- [Given records]:
============

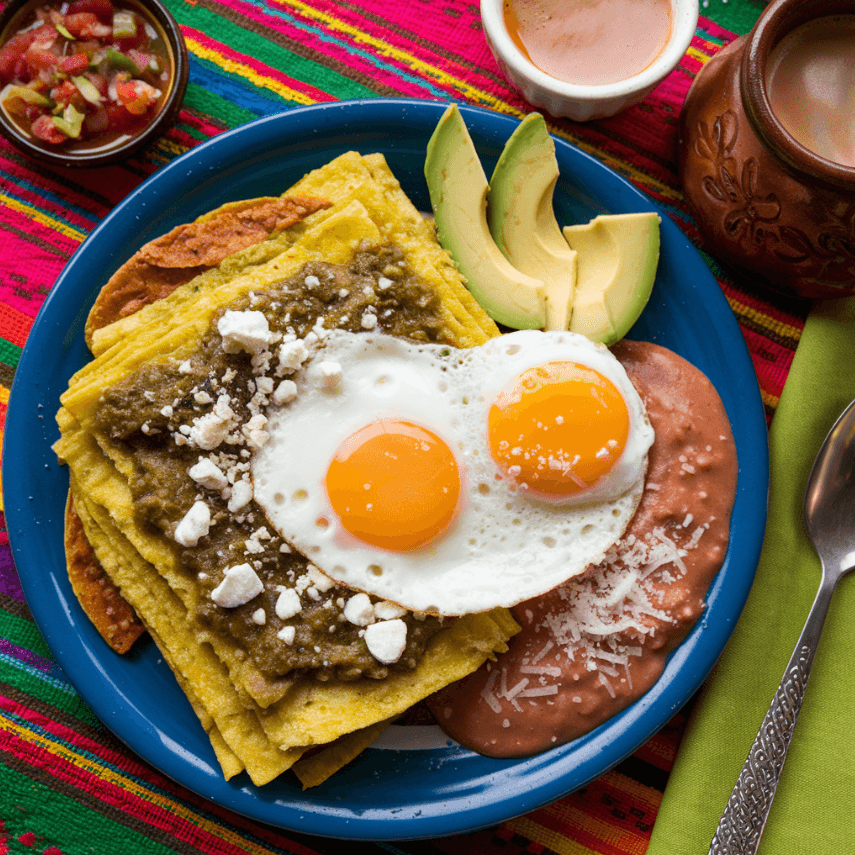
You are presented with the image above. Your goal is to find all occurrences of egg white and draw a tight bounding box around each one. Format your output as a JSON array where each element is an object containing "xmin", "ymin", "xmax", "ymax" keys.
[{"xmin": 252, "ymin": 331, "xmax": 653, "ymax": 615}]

============

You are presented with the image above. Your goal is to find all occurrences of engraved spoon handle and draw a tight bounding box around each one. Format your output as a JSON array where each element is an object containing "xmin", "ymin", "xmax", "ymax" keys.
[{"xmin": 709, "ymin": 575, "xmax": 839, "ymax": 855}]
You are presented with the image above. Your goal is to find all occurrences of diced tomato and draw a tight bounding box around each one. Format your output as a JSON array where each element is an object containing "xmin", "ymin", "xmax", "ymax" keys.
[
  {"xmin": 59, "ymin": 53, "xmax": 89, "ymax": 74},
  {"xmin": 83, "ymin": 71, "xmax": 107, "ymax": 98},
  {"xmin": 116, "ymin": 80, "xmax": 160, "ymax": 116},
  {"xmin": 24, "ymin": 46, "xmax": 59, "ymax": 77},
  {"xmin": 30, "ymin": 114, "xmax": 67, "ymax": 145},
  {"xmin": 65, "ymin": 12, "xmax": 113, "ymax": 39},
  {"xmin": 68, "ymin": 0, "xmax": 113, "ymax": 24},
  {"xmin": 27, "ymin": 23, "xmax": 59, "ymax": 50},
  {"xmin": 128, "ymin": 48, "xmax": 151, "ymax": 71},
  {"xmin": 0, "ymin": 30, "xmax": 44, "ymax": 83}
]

============

Return, unchanged and in order, each line of the records above that contains the word "find".

You are presented with the image above. Your goal is to find all occurrences of egg white and draw a tight bounding box around each one. Format your output as a JSON array where each element is an object containing "xmin", "ymin", "xmax", "ymax" keys.
You are presented with the image above. Your goal is to find all occurrences of engraved spoon handle and draw a tight bounding box around each one. Format your output as a JSON array where each element is an object containing "xmin", "ymin", "xmax", "ymax" keys.
You are presented with the image above. Your goal is to find all occurrences of diced tomato and draw a tight bounding box around each one. Format your output as a JSON array where each element is an object containing "xmin", "ymin", "xmax", "ymax" keys.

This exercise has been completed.